United they stand
Massachusetts mayors have a message for gubernatorial hopefuls: Come a-calling
now, or we won't play in November
City Hall by Yvonne Abraham
Massachusetts mayors, led by Boston's own Thomas Menino, are fixing to throw
their weight around in this year's gubernatorial election. Troubled by the fact
that none of the candidates has thus far adequately addressed urban issues,
Menino and Co. are getting together to put pressure on corner-office hopefuls.
The goal: to persuade them to grapple with the kinds of problems that engulf
municipal governments.
To achieve that, the mayors have to show the next governor why cities matter.
Suburbs hold most of the votes, but cities are essential to the life of the
state. If the cities -- the engines that drive the economy-- flourish, the rest
of the state flourishes too. And if the cities go down the tubes, the whole
state does too.
At a Massachusetts Mayors Association meeting in mid-December, the usually
diplomatic Menino was blunt: urban issues have fallen off the state's radar
screen, he said, and unless mayors work together to get them back on, they will
be falling down on the job.
Menino rattled off a laundry list of disturbing trends: much of welfare
reform's fallout will be laid at cities' doorsteps; affordable housing is
growing scarcer; insufficient provision is being made for expanded after-school
programs and daycare.
He said the legislature, too, has been less than kind to the metropolises.
Last summer's Cost of Living Adjustment (COLA) bill shifted hundreds of
millions of dollars in local retirees' cost-of-living increases from the states
onto the cities; Menino himself took a hit with the passage of a bill to limit
his police commissioner's power; and even legislative victory -- the convention
center bill -- came at a cost to Boston of $157 million.
Mayors, Menino said, had to start keeping score, beginning with the upcoming
gubernatorial election. He proposed that cities' chief executives, as a bloc,
question candidates and demand commitments on urban concerns.
"Menino made a powerful presentation," says Springfield mayor Michael J.
Albano. "If the mayors get together, it's enormous political strength. Not that
we didn't know that, but he said it and it rang a bell in everyone's mind."

### TASK LIST
- 1) Do the following statements agree with the article on Massachusetts mayors? (a) The Massachusetts Mayors Association meeting took place in mid-November. (b) The convention center bill cost Boston $157 million. (c) Cities hold most of the votes in the state.
- 2) Which lines of the entries contain the string "young"? Return each one, matching case exactly.

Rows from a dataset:
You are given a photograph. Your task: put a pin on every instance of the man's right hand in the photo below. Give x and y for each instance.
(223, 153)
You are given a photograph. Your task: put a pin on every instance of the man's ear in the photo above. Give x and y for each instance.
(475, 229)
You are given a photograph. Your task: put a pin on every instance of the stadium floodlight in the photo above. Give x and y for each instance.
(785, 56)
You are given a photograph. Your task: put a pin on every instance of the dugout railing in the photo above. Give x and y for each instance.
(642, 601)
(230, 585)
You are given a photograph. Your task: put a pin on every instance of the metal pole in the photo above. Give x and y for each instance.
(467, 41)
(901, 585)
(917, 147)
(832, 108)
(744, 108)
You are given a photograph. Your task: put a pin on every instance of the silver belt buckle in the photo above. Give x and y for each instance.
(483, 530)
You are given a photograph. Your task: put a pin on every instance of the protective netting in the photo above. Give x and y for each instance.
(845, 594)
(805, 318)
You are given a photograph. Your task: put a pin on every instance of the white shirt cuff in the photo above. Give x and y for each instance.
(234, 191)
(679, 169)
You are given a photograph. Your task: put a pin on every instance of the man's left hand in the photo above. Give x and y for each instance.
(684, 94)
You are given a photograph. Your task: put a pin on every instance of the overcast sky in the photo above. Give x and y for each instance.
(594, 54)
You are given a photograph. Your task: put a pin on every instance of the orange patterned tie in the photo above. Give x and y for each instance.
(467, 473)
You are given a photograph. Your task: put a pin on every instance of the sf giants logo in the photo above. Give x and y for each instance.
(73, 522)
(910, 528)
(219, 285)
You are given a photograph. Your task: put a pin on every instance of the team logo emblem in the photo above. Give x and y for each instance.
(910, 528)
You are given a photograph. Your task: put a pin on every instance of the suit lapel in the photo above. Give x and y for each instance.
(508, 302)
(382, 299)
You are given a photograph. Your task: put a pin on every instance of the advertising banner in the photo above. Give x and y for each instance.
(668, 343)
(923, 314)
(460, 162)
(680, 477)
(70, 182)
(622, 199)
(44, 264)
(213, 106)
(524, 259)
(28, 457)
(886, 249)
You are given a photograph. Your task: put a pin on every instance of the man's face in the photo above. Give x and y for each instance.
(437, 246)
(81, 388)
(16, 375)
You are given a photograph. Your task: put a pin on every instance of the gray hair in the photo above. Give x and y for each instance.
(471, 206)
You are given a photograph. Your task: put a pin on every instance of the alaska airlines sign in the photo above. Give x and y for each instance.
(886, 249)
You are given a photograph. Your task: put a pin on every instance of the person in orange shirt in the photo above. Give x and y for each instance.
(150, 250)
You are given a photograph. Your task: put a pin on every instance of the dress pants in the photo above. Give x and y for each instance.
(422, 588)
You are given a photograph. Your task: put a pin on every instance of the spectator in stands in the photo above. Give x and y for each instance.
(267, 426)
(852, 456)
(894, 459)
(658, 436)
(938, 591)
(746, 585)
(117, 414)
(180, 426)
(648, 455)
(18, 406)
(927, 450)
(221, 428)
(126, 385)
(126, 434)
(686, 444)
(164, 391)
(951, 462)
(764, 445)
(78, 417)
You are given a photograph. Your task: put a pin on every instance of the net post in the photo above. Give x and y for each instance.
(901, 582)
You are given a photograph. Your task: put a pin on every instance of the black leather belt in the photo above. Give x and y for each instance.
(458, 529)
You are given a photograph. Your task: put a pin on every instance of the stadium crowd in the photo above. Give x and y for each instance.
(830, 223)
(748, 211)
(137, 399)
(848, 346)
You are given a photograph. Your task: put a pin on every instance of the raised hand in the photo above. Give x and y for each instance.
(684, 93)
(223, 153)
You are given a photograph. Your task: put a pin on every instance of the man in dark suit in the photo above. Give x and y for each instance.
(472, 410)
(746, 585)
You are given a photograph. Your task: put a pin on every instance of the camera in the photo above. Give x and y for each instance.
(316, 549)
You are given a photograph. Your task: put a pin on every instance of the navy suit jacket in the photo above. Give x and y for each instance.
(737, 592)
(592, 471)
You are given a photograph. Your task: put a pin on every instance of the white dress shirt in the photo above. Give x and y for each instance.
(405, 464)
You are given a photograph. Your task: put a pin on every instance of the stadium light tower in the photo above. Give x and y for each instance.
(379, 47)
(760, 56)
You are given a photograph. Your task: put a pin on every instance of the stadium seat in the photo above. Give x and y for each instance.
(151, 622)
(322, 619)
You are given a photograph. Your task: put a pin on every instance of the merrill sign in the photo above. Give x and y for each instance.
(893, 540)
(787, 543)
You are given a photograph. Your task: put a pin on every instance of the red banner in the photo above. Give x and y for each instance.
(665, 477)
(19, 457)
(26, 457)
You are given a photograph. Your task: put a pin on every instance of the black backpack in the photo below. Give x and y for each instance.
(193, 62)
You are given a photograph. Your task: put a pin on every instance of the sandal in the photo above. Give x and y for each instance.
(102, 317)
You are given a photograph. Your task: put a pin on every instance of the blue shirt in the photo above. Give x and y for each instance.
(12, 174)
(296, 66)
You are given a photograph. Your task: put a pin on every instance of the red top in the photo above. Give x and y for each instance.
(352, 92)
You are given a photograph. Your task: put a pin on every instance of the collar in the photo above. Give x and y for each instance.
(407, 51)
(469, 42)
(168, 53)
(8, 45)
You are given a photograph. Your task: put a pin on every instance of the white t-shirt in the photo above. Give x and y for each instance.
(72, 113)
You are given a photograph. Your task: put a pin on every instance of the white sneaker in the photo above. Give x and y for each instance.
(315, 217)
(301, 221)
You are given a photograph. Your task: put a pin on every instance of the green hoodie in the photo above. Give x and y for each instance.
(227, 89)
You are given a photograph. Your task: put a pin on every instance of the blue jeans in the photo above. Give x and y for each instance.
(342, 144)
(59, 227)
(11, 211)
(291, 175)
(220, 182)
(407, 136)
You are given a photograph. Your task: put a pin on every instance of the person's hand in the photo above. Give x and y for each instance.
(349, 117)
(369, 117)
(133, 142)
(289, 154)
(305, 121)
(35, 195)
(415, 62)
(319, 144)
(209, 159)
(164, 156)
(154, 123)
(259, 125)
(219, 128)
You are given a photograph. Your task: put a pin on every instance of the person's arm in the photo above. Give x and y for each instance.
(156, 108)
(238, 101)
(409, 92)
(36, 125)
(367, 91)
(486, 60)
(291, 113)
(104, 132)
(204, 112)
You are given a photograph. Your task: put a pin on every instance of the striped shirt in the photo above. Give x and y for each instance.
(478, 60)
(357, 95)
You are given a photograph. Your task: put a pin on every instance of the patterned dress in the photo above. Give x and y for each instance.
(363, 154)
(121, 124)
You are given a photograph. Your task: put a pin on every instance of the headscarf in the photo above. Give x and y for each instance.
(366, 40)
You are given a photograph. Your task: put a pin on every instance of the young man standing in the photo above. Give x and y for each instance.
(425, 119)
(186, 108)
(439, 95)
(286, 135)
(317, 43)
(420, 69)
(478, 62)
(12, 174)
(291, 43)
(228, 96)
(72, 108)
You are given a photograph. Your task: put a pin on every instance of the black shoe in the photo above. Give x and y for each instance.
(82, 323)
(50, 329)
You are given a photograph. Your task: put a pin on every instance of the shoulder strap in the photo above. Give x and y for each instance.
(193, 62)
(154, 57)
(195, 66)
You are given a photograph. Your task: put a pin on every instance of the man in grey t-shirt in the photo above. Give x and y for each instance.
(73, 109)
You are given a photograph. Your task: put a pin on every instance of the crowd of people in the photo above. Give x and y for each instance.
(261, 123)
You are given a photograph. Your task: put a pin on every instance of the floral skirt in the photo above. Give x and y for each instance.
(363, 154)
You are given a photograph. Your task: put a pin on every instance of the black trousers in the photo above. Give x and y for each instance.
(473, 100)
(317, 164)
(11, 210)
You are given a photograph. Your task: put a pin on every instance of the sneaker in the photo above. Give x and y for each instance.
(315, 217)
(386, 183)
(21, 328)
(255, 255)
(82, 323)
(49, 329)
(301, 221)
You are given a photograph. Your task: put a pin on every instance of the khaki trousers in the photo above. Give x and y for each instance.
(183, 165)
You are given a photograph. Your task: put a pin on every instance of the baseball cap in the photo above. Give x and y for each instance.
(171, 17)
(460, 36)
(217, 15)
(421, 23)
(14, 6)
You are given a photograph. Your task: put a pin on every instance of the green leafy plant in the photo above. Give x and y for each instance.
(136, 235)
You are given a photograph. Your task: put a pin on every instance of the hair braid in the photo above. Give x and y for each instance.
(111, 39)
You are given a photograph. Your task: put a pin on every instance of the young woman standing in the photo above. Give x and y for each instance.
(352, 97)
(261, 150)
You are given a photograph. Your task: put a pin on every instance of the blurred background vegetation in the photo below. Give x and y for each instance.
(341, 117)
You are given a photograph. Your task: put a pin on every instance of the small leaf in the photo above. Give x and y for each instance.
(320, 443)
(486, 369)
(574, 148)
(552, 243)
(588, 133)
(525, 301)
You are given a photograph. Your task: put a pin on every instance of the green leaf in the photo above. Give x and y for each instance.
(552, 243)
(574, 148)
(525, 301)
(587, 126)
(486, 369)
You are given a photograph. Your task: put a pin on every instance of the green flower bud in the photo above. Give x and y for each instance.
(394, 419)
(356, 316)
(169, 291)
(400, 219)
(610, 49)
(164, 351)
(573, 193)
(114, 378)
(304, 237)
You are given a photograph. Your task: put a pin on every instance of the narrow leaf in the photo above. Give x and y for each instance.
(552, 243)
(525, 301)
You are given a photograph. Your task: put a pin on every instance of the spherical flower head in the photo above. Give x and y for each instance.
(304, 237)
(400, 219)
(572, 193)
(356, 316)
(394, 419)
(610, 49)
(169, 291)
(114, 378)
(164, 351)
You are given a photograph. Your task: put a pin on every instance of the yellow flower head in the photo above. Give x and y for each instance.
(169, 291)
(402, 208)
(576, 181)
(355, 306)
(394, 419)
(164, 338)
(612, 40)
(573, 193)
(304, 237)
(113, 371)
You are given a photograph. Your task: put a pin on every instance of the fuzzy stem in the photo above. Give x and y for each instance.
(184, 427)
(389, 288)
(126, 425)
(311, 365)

### ANSWERS PER TASK
- 1)
(a) No: "At a Massachusetts Mayors Association meeting in mid-December"
(b) Yes: "the convention center bill -- came at a cost to Boston of $157 million"
(c) No: "Suburbs hold most of the votes"

- 2)
You are given a photograph. Your task: put a pin on every instance of the young man standing in the photo above. Give x and y for each instance.
You are given a photograph. Your task: put a pin on every instance of the young woman standing in the photo above. Give x and y for each instance.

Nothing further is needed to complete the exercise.